**Task goal**
Print verbatim every line starting at the one that contains "Where can you find the engine oil" and ending at the final line of the records; include both endpoints.

[Records to process start]

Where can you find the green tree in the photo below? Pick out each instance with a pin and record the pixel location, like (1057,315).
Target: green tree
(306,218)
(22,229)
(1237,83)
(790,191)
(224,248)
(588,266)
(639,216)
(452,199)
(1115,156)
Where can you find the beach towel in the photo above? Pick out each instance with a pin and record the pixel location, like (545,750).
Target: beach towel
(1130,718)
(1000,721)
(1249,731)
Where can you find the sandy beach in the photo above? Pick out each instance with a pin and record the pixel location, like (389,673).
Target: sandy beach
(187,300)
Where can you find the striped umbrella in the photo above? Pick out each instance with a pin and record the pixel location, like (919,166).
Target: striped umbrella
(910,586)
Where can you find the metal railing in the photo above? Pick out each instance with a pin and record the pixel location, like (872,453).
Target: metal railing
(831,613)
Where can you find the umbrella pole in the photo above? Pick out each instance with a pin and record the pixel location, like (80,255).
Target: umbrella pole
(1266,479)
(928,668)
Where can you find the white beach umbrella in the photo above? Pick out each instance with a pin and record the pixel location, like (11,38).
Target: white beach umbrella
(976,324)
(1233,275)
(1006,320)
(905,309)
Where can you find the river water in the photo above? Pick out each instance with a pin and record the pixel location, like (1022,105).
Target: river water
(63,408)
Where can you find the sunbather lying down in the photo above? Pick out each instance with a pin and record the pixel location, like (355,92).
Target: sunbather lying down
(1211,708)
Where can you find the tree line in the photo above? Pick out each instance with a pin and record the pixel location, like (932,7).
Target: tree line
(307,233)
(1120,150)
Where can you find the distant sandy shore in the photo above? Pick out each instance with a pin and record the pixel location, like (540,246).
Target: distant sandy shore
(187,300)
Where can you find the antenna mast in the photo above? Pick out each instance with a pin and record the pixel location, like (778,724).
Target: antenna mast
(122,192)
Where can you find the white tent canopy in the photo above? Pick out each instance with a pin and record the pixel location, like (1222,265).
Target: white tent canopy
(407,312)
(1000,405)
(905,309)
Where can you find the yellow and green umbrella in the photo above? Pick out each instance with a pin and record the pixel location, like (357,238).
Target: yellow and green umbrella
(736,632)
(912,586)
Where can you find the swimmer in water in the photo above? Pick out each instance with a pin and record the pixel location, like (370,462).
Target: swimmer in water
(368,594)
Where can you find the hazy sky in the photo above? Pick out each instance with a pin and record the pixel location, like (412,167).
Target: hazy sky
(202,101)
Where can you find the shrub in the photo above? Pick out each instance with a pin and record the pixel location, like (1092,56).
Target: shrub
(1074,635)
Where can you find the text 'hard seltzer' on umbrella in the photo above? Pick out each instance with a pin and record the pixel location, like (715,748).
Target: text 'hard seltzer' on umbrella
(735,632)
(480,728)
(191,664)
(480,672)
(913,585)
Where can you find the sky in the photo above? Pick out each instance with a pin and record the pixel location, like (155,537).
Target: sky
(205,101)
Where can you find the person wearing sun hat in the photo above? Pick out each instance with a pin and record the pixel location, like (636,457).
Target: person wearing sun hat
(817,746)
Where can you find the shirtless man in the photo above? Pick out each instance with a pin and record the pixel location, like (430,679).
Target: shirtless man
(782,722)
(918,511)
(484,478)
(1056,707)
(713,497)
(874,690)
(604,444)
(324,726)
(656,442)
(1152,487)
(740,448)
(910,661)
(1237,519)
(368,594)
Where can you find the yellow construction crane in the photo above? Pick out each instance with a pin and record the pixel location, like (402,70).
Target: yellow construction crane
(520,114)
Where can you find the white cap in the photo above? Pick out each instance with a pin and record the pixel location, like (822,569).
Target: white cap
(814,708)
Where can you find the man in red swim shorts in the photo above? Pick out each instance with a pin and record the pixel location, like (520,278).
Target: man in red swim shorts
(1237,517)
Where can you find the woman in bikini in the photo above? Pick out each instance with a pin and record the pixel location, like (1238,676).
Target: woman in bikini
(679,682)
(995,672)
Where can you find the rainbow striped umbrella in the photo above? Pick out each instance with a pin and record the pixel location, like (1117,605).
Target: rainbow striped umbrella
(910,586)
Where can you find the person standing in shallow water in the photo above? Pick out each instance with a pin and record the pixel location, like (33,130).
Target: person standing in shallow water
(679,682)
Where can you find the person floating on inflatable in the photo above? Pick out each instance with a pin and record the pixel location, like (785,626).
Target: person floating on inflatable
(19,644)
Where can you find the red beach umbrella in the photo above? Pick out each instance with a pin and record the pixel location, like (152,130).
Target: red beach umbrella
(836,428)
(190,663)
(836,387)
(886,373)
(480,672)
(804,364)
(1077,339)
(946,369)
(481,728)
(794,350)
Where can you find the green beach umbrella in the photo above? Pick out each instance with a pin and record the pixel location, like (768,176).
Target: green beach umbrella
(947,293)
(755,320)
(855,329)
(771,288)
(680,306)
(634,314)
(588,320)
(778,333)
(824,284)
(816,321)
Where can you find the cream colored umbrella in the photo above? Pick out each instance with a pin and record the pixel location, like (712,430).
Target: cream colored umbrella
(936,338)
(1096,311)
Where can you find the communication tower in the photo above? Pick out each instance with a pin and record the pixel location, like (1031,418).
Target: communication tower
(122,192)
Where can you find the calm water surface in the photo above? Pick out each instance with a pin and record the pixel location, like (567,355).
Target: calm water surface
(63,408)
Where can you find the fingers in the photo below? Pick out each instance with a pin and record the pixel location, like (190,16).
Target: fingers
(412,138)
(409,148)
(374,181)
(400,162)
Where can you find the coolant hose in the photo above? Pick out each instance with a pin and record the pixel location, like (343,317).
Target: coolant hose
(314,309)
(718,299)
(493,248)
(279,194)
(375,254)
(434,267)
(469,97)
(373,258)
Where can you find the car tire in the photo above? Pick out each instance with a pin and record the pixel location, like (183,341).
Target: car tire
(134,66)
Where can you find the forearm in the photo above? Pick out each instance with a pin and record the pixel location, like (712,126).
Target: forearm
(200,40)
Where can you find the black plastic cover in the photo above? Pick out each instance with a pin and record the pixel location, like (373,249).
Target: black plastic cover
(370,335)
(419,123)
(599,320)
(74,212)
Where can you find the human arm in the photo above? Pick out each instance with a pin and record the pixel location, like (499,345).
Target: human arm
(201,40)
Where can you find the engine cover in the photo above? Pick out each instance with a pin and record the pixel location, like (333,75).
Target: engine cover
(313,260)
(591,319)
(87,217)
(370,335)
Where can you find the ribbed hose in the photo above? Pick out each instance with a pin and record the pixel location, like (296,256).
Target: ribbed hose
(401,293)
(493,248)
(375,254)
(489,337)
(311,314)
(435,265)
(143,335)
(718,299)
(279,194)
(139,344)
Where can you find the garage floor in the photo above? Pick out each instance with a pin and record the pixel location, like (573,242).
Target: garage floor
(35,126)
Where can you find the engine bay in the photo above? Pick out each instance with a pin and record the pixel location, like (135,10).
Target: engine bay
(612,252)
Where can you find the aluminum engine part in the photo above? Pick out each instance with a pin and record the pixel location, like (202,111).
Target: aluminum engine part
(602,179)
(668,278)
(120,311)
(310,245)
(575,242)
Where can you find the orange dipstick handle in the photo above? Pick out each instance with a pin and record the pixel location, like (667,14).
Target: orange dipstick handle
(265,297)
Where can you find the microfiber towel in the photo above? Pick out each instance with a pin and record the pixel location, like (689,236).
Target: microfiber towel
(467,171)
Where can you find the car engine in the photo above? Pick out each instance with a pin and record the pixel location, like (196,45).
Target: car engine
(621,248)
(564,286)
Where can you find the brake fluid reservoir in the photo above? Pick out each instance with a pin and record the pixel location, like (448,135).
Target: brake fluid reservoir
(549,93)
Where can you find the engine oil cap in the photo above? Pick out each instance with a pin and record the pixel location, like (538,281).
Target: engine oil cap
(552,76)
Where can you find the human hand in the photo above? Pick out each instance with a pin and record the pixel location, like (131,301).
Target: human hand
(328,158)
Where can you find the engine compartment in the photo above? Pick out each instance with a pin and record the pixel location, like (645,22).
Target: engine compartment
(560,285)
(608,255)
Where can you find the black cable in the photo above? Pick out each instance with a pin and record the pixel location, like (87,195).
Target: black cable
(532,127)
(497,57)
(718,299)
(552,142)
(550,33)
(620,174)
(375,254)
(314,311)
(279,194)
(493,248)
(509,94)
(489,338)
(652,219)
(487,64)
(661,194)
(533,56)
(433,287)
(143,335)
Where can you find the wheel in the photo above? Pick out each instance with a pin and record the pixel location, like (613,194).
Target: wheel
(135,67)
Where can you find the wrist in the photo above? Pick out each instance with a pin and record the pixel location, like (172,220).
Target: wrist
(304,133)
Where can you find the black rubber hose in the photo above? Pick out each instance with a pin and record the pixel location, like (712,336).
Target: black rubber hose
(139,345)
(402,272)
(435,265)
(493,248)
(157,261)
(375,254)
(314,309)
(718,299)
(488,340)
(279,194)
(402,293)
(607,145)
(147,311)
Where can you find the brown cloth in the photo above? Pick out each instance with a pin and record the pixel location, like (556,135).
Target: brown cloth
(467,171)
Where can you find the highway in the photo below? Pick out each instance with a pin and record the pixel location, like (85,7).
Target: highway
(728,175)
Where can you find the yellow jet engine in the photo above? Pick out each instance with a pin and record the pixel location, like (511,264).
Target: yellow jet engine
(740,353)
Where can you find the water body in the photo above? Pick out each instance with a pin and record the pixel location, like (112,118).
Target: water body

[Records to process end]

**The solution**
Where can you find the engine oil cap in the photo above? Pick out each instance with a pin and record the pixel location, like (538,281).
Target: engine oil cap
(552,76)
Where can you find the human hand in the photo above? Pick out each instance with a pin and record the pixel location, like (131,301).
Target: human hand
(328,158)
Where can you find the engine compartment in the photo above? Pick out each instance with a pin and record the pixel location, like (645,22).
Target: engine compartment
(560,285)
(608,255)
Where can you find the black cable in the photo above? Pick out each instance with a pin and record the pixel location, like (87,195).
Target: black cable
(532,127)
(497,57)
(718,299)
(552,142)
(550,33)
(620,174)
(375,254)
(314,311)
(279,194)
(493,248)
(509,94)
(489,338)
(652,219)
(487,64)
(661,194)
(533,56)
(433,287)
(143,335)
Where can you find the wheel in the photo above? Pick out each instance with a pin and record the pixel location, like (613,194).
Target: wheel
(135,67)
Where can you find the wrist in the photo above? Pick out each instance with a pin and record the pixel location, like (172,220).
Target: wrist
(304,133)
Where can you find the black rubber hose in the photo above? Pick out each instance with a pin and record the pixel location, like (712,336).
Target: black rubber hose
(139,345)
(402,272)
(435,265)
(493,248)
(157,261)
(375,254)
(314,309)
(718,299)
(488,340)
(279,194)
(402,293)
(607,145)
(147,311)
Where can you find the brown cloth in the photo above? Pick out each instance with a pin and record the pixel location, like (556,135).
Target: brown cloth
(467,171)
Where can you find the highway in the photo below? Pick out each instance with a pin and record the pixel location, like (85,7).
Target: highway
(728,175)
Where can you find the yellow jet engine in the photo above? Pick out each instance with a pin and record the pixel location, like (511,264).
Target: yellow jet engine
(740,353)
Where can you find the water body in the photo above? Pick out each instance with a pin and record the pixel location, like (112,118).
Target: water body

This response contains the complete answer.